CDL H-Trust – CIMB
Decent 4Q but muted guidance
Performance was decent amidst headwinds from weaker corporate travels. Given the upcoming room supply and tighter corporate travel budgets, management guidance remains fairly muted. We see little room for outperformance at current levels.
4Q/FY12 DPUs were slightly below street and our estimates, forming 26/98% of our FY12 forecast. The slight deviation came from higher interest costs as operating performance was in line. We cut DPUs on higher interest cost assumptions, hence our lower DDM-based target price (discount rate: 8.1%). Maintain Neutral.
Decent performance amidst headwinds
4Q12 DPU (still on unchanged 90% payout) was down 1% yoy. NPI was flat yoy as stronger performance from Grand Copthorne Waterfront, Novotel Clarke Quay and its New Zealand asset offset yoy declines on its other assets. Local assets were hit by weaker corporate travels, while fixed rents from Australian assets suffered translation loss arising from the weaker A$. Locally, RevPAR was flat as stronger occupancy (+0.8% pts yoy to 89.4%) offset weaker ARR (-1.3% yoy to S$229/day).

==========

> **Short task 1**: Recast the stretch of the records from the line containing "segment outstretched arm, all instances" through the end of the records as a Markdown table with the columns "Row" and "Line", leaving out blank lines.

> **Labeled region records**:
==========

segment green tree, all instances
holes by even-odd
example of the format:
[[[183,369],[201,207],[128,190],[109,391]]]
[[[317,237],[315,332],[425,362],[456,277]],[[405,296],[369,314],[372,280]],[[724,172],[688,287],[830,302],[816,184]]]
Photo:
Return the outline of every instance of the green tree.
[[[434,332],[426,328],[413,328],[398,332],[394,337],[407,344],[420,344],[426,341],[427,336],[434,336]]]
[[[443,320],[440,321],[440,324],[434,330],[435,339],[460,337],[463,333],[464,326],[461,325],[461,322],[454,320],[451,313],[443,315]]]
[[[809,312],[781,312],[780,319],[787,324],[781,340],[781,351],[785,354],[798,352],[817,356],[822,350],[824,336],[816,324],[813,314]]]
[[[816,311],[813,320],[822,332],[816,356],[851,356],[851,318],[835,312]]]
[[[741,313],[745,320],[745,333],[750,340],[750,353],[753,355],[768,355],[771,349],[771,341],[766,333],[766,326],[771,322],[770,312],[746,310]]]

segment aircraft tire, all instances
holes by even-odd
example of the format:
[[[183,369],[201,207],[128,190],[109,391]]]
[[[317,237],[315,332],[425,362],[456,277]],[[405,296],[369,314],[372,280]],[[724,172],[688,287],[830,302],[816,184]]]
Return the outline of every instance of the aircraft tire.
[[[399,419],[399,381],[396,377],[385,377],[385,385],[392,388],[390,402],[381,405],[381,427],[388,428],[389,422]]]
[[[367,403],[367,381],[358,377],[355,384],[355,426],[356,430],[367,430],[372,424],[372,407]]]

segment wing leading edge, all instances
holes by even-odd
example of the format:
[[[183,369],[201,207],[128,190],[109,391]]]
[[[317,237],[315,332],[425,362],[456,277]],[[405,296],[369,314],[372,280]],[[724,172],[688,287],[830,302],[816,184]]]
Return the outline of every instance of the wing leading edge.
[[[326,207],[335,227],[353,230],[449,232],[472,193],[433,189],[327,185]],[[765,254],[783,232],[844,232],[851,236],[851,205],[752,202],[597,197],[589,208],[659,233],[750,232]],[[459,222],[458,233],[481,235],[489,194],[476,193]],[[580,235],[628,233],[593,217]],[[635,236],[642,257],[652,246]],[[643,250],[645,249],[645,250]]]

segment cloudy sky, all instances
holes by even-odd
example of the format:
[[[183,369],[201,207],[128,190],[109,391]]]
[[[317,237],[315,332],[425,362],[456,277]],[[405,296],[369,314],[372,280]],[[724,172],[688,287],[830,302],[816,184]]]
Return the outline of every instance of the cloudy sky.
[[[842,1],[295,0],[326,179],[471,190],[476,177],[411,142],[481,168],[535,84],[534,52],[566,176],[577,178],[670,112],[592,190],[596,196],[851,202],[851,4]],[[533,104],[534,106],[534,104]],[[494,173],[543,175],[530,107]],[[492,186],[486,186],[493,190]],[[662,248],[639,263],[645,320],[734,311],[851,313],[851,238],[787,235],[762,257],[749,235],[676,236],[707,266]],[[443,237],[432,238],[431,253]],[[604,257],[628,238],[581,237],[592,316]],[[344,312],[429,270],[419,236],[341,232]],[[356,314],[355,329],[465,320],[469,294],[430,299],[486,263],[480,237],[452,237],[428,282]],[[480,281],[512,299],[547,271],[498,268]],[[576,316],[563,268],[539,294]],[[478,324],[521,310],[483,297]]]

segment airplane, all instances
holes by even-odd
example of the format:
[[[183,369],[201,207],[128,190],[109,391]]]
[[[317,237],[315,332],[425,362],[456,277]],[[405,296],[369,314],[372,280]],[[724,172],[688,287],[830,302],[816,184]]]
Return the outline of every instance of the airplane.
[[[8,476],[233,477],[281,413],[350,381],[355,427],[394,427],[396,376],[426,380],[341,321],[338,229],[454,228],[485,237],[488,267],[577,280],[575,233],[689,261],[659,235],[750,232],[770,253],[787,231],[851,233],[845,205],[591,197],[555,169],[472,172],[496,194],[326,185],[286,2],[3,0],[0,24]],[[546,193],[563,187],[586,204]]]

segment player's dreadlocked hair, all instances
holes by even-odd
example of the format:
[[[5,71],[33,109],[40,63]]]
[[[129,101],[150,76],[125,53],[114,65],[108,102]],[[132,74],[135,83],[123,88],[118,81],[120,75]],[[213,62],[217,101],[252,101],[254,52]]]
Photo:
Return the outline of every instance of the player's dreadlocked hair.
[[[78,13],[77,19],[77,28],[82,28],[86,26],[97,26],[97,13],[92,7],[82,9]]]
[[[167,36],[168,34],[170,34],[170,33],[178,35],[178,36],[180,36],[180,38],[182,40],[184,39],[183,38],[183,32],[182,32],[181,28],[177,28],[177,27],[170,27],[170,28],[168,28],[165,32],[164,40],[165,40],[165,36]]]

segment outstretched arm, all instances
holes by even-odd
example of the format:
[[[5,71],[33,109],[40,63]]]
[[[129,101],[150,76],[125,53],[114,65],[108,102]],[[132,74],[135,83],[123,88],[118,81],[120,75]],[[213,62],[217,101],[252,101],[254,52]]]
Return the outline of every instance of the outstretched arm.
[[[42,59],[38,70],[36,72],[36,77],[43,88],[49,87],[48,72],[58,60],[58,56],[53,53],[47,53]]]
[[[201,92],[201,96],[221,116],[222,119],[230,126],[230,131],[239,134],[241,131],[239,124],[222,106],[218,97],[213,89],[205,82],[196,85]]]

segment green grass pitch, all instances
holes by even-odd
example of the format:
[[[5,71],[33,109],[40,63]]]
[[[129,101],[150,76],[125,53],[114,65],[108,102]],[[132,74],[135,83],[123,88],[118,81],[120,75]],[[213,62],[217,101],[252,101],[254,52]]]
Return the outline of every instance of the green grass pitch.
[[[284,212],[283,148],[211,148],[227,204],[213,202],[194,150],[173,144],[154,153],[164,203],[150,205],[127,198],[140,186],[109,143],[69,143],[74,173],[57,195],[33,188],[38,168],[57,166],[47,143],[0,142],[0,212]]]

==========

> **Short task 2**: Reproduce the stretch of the CDL H-Trust note from "Decent performance amidst" through "yoy to S$229/day)." word for word.

> **Correct output 1**:
| Row | Line |
|---|---|
| 1 | segment outstretched arm, all instances |
| 2 | holes by even-odd |
| 3 | example of the format: |
| 4 | [[[5,71],[33,109],[40,63]]] |
| 5 | [[[129,101],[150,76],[125,53],[114,65],[108,102]],[[132,74],[135,83],[123,88],[118,81],[120,75]],[[213,62],[217,101],[252,101],[254,52]]] |
| 6 | Return the outline of every instance of the outstretched arm. |
| 7 | [[[42,59],[38,70],[36,72],[36,77],[43,88],[49,87],[48,72],[58,60],[58,56],[53,53],[47,53]]] |
| 8 | [[[201,92],[201,96],[221,116],[222,119],[230,126],[230,131],[239,134],[241,131],[239,124],[222,106],[218,97],[213,89],[205,82],[196,85]]] |
| 9 | segment green grass pitch, all instances |
| 10 | holes by even-odd |
| 11 | example of the format: |
| 12 | [[[5,71],[33,109],[40,63]]] |
| 13 | [[[129,101],[150,76],[125,53],[114,65],[108,102]],[[132,74],[135,83],[123,88],[118,81],[120,75]],[[213,62],[217,101],[252,101],[254,52]]] |
| 14 | Return the outline of every instance of the green grass pitch. |
| 15 | [[[284,212],[283,148],[211,148],[227,204],[213,202],[194,150],[173,144],[154,153],[164,203],[150,205],[127,198],[140,186],[109,143],[69,143],[74,173],[57,195],[33,188],[38,168],[57,166],[47,143],[0,142],[0,212]]] |

> **Correct output 2**:
Decent performance amidst headwinds
4Q12 DPU (still on unchanged 90% payout) was down 1% yoy. NPI was flat yoy as stronger performance from Grand Copthorne Waterfront, Novotel Clarke Quay and its New Zealand asset offset yoy declines on its other assets. Local assets were hit by weaker corporate travels, while fixed rents from Australian assets suffered translation loss arising from the weaker A$. Locally, RevPAR was flat as stronger occupancy (+0.8% pts yoy to 89.4%) offset weaker ARR (-1.3% yoy to S$229/day).